##### Materiali dell'esercizio

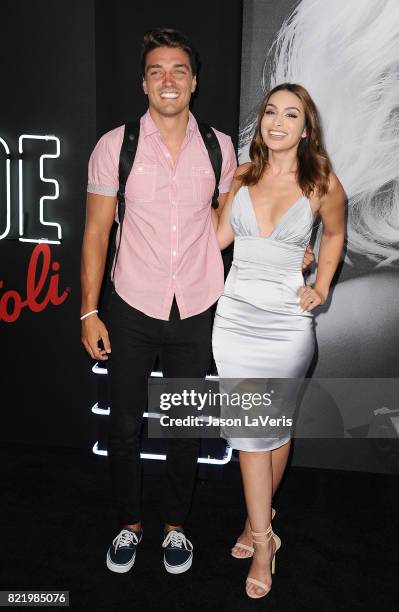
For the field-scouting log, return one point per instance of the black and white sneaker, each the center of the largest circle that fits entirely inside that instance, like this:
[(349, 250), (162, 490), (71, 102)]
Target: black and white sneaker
[(178, 552), (121, 554)]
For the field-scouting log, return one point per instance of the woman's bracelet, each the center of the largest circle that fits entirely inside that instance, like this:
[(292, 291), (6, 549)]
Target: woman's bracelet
[(88, 314)]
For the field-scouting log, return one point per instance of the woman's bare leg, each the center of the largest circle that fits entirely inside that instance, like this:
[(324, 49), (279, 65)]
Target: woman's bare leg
[(279, 462), (257, 477)]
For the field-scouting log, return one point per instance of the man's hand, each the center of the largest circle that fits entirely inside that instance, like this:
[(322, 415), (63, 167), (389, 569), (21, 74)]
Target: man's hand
[(308, 258), (93, 330)]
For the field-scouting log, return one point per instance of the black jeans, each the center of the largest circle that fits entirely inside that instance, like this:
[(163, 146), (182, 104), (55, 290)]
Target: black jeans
[(185, 350)]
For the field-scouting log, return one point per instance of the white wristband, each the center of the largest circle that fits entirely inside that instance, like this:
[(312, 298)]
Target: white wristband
[(88, 314)]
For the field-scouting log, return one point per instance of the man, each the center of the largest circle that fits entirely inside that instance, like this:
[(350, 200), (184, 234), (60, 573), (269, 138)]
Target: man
[(169, 273)]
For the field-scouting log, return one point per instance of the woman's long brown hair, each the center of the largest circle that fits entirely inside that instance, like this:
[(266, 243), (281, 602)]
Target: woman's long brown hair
[(314, 165)]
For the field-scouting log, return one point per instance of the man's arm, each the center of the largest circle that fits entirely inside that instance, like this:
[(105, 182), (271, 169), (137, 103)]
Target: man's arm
[(99, 218)]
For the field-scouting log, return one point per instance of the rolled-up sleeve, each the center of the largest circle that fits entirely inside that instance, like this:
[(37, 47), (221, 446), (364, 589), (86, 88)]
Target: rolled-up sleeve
[(104, 163)]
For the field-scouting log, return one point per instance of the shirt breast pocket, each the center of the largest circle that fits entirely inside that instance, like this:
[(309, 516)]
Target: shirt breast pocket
[(203, 181), (142, 182)]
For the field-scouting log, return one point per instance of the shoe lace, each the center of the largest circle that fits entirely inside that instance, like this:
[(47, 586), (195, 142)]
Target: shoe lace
[(177, 540), (124, 538)]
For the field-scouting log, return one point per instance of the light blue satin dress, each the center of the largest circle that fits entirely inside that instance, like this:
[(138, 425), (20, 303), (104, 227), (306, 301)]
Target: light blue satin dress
[(259, 330)]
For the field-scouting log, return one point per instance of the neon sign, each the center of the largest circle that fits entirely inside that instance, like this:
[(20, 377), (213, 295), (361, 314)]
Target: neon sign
[(44, 223), (41, 287)]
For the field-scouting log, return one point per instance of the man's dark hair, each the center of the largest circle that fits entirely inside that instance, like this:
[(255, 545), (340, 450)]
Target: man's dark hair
[(166, 37)]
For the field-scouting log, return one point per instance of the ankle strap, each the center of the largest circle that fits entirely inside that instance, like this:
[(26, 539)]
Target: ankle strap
[(267, 534)]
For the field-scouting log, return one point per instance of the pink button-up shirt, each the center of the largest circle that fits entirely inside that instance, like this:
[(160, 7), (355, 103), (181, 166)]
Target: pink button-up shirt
[(168, 245)]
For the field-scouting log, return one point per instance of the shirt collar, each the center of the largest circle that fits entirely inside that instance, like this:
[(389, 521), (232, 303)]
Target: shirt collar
[(148, 126)]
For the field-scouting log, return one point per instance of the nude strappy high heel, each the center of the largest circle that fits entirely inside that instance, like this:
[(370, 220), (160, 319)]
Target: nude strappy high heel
[(246, 547), (267, 535)]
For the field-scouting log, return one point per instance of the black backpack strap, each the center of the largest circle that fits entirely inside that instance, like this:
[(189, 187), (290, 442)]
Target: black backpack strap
[(126, 159), (215, 155)]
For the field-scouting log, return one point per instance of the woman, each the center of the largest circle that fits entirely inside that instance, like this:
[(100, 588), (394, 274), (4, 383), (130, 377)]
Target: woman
[(263, 324)]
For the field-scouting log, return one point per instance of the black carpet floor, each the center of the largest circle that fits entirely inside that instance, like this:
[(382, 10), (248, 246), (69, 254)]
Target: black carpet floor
[(339, 534)]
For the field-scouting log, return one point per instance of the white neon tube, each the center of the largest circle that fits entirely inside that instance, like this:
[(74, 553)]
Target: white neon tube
[(8, 190), (43, 198), (97, 369), (207, 460)]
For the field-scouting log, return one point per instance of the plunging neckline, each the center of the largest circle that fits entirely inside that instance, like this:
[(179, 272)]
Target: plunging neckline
[(289, 209)]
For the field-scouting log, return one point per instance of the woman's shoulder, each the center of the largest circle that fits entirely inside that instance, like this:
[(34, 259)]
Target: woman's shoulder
[(237, 180), (241, 169)]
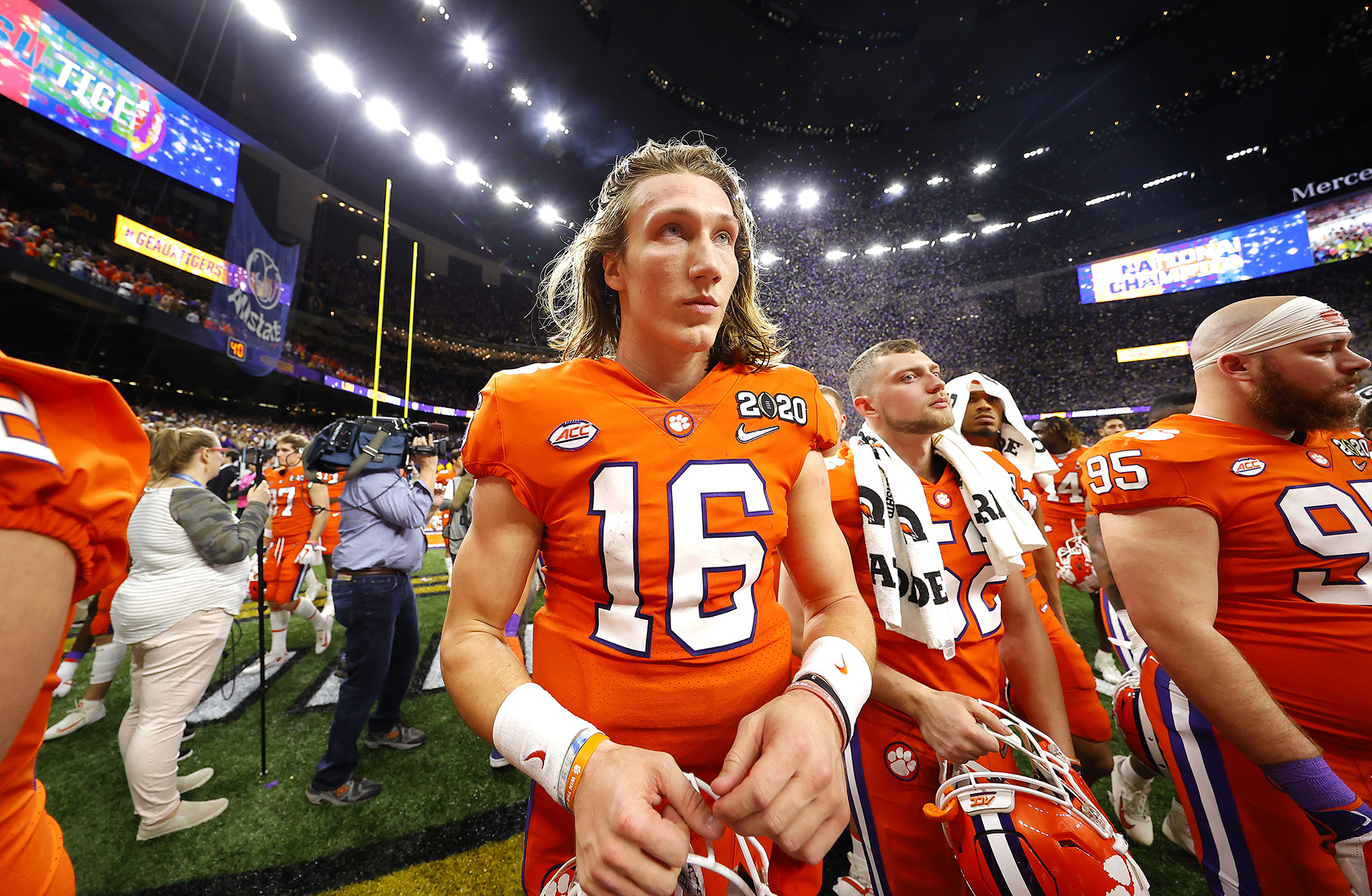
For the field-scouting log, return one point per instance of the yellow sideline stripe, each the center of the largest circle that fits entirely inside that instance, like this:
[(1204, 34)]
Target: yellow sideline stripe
[(490, 871)]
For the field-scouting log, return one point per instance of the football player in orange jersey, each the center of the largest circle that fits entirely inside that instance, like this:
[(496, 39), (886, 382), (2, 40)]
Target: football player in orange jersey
[(73, 462), (298, 521), (983, 418), (924, 706), (665, 470), (1240, 537)]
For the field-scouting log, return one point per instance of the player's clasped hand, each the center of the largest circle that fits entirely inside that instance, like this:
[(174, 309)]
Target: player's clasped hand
[(784, 777), (624, 846), (953, 724)]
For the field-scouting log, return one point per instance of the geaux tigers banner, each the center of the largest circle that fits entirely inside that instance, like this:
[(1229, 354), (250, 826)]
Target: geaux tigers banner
[(255, 305)]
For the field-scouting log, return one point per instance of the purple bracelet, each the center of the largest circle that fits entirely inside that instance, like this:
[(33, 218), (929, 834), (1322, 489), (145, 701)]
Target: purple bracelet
[(1311, 783)]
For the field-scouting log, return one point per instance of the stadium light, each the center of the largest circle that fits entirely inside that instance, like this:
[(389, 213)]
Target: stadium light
[(467, 174), (430, 149), (383, 115), (268, 13), (477, 53), (334, 75)]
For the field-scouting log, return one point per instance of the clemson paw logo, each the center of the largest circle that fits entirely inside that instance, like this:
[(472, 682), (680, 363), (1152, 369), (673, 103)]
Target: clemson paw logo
[(680, 423), (902, 761)]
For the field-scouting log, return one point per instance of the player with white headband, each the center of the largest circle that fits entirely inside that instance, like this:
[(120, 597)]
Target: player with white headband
[(1240, 537)]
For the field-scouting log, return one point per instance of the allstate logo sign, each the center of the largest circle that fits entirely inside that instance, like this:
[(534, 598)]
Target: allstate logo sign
[(264, 279)]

##########

Converti l'intero elenco riportato sopra in una lista JSON di stringhe, una stringa per ogni riga, senza le righe vuote. Escludi le immagini dalla risposta.

_Svolgimento_
[
  "For the field-scouting log, return one point per instance of the black and white sneaker, each the center of the largest circle that fits entirely inside that instance, like this:",
  "[(349, 250), (162, 490), (71, 102)]",
  "Target: black and white sneaker",
  "[(178, 552), (121, 554)]",
  "For the field-scouting log, return one point per instance of the woman's bracelet, each the center of the largest circle that fits entirely inside that instance, like this:",
  "[(292, 291), (6, 549)]",
  "Target: woman's bracelet",
  "[(88, 314)]",
  "For the field-scouting log, return one point per instance of the woman's bare leg, each the center of the largest circle that fits entirely inside that instance, like this:",
  "[(324, 49), (279, 65)]",
  "Target: woman's bare leg",
  "[(279, 462), (257, 477)]",
  "For the field-scouting log, return one point per instance of the man's hand, each the center of the largest circle that fits entirely inside that instance, like this:",
  "[(322, 415), (63, 167), (389, 569), (21, 74)]",
  "Target: man's hand",
  "[(308, 258), (93, 330)]",
  "For the field-scouting log, return one point per instance of the black jeans, each the center of the largest circle that fits entirely inside that instance, like this:",
  "[(163, 146), (182, 104), (55, 290)]",
  "Target: black jeans",
  "[(185, 350)]",
  "For the field-scouting log, return one point per instance of the white wristband, each the center of the largest circle that fits entirely inside that instance, like this:",
  "[(312, 298)]",
  "Target: white wristband",
  "[(88, 314)]",
  "For the field-scouting log, return one point per instance of the man, each the center of the largest circle that fits entirely inside that instance, like this:",
  "[(350, 200), (184, 234), (60, 573), (269, 138)]",
  "Target: man",
  "[(169, 273)]",
  "For the field-scouting log, return one point per instance of the woman's long brown hair, each the center of the largest circle that fits entirely inside that instance, like this:",
  "[(266, 243), (281, 602)]",
  "Target: woman's long brown hair",
  "[(314, 165)]",
  "For the field-scouting log, return one point per instance of the man's arm, each the center of the largest circle that fits entirely inside that instance, like this:",
  "[(105, 182), (271, 169), (137, 103)]",
  "Target: man's arm",
  "[(99, 218)]",
  "For the field-scouting log, return one point per instance of the rolled-up sleeve, each the center of the largest circle that fits entirely inside that instance, like this:",
  "[(37, 47), (221, 446), (364, 589), (86, 88)]",
  "Target: rolled-up sleeve",
  "[(104, 163)]",
  "For the field-scouting log, return one point per instance of the shirt breast pocket, each the center of the largest circle that fits entirely inside that instance, like this:",
  "[(309, 516)]",
  "Target: shirt breast pocket",
  "[(203, 181), (142, 182)]",
  "For the field-scouting log, return one point per instance of the shoe lace, each the center of the largest circle that fits entirely inside that instance, like this:",
  "[(47, 586), (195, 142)]",
  "Target: shoe lace",
  "[(177, 540), (124, 538)]",
  "For the field-scouting log, return one point per instance of the light blue satin dress, each the center of the largest circle that fits entirely inside that instance, like this:",
  "[(138, 425), (20, 303), (104, 227), (306, 301)]",
  "Target: light blue satin dress",
  "[(259, 330)]",
  "For the field-scouting log, return one point per instance of the neon sign, each the center of the largest circle that fits entirely inside that instance, like this:",
  "[(20, 377), (213, 295), (361, 314)]",
  "Target: neon sign",
  "[(44, 223), (41, 287)]",
  "For the field-scouting log, return one point per instance of the man's dark hair, each the center of the largest circle that fits entirely inside that instance, like this:",
  "[(255, 545), (340, 450)]",
  "Target: man's dark hair",
  "[(166, 37)]",
  "For the field-scouting log, return one point per instance of the ankle strap, each the center of the largest circle that fits entirely inside that instance, like this:",
  "[(26, 539)]",
  "Target: ankle strap",
  "[(267, 534)]",
  "For the field-scouting log, return one point per instance of the pink button-up shirt, each the center of the largest circle that fits entirely inside that instance, like this:",
  "[(160, 7), (355, 103), (181, 166)]",
  "Target: pink button-up shirt",
  "[(168, 245)]",
  "For the field-scouting log, return one point per instance of the shirt collar, each the center of the largest circle that fits entirely inside that instance, like this:",
  "[(389, 521), (232, 303)]",
  "Target: shirt collar",
  "[(148, 126)]",
  "For the field-scouting log, return one point per instance of the nude strappy high heel, each the center of the largest circle that fits entirely inside that instance, like this:",
  "[(370, 220), (160, 319)]",
  "Target: nude strappy high heel",
  "[(246, 547), (267, 535)]",
  "For the field-scouting log, return one point per instance of the black backpack strap, each the center of the largest circle that fits entirely inside that instance, like this:",
  "[(189, 187), (290, 442)]",
  "Target: black backpack strap",
  "[(126, 159), (215, 155)]",
  "For the field-scouting log, return one point per instance of the woman, each the center of the largest circle that fits entirely inside that instance, like this:",
  "[(100, 588), (394, 274), (4, 383), (130, 377)]",
  "Target: woman",
  "[(263, 324)]",
  "For the field-scouting log, return one point per instance of the black carpet floor, each the center of the largest circle that fits entirely inside that instance, like this:",
  "[(382, 10), (248, 246), (69, 254)]",
  "Target: black carpet floor",
  "[(339, 534)]",
  "For the field-scouting log, return one point per instance of the white neon tube, each the center of the largest circle that fits entirely inside that instance, like this:",
  "[(74, 553)]",
  "Target: white neon tube",
  "[(8, 190), (43, 198), (97, 369), (207, 460)]",
  "For the field-scouting log, return one point per instance of the plunging neckline, each the center of the largest circle that fits entirely inside that instance, like this:",
  "[(179, 272)]",
  "Target: plunging neckline",
  "[(289, 209)]",
  "For the field-scouting log, return one point per instance of the woman's shoulder, each the center of the largest circle that fits entirely inside that instance, like this:",
  "[(34, 259)]",
  "Target: woman's shoulder",
  "[(237, 180), (241, 169)]",
  "For the field-scouting log, return one point per instance of the yellow sideline stripe, each the center of the largest circle that fits entirely inside that instance, like this:",
  "[(1204, 34)]",
  "Target: yellow sideline stripe",
  "[(490, 871)]",
  "For the field-scouting log, return one point per instance of the football player in orange jersey, each the center of the largest circle that fits entirely inside that instance, like this:",
  "[(496, 39), (886, 382), (2, 40)]",
  "Target: football player in orange jersey",
  "[(73, 462), (298, 521), (983, 418), (924, 706), (665, 470), (1240, 537)]",
  "For the field-scouting log, return one point per instance of the player's clasped hand, each the center of the largest circle that fits entirely inside that instance, like this:",
  "[(174, 309)]",
  "Target: player's clasped hand",
  "[(784, 777), (624, 846), (953, 724)]",
  "For the field-scouting log, return one point per instance of the geaux tigers banner, each the center of the largest circle that fits entirely inside that instance, like this:",
  "[(1229, 354), (250, 826)]",
  "Target: geaux tigers banner",
  "[(255, 305)]",
  "For the field-scouting log, return one point per instance of the purple bracelet, each the center of the largest circle that fits entirely inside that instance, like this:",
  "[(33, 218), (929, 834), (1322, 489), (145, 701)]",
  "Target: purple bracelet",
  "[(1311, 783)]",
  "For the field-scouting log, return one point per instance of the stadium light, each the center of the largest circle that fits entirely inside that instance, like this:",
  "[(389, 213)]",
  "Target: stadium light",
  "[(467, 174), (430, 149), (383, 115), (268, 13), (477, 53), (334, 75)]",
  "For the field-scouting log, return one point per instance of the clemson paw logo, each the center of the largest circle that fits entirely inside that instance, like this:",
  "[(472, 682), (680, 363), (1152, 369), (673, 103)]",
  "Target: clemson paw logo",
  "[(680, 423), (902, 761)]",
  "For the field-scouting log, return one point per instance of the player with white headband, each the center of the largest circle that fits entirely inside that instance, like this:",
  "[(120, 597)]",
  "Target: player with white headband",
  "[(1240, 537)]",
  "For the field-scouting log, return one point per instance of the allstate logo sign, each the center of the largest circle that fits entirely inside that instance, like this:",
  "[(534, 598)]",
  "Target: allstate logo sign",
  "[(264, 279)]"
]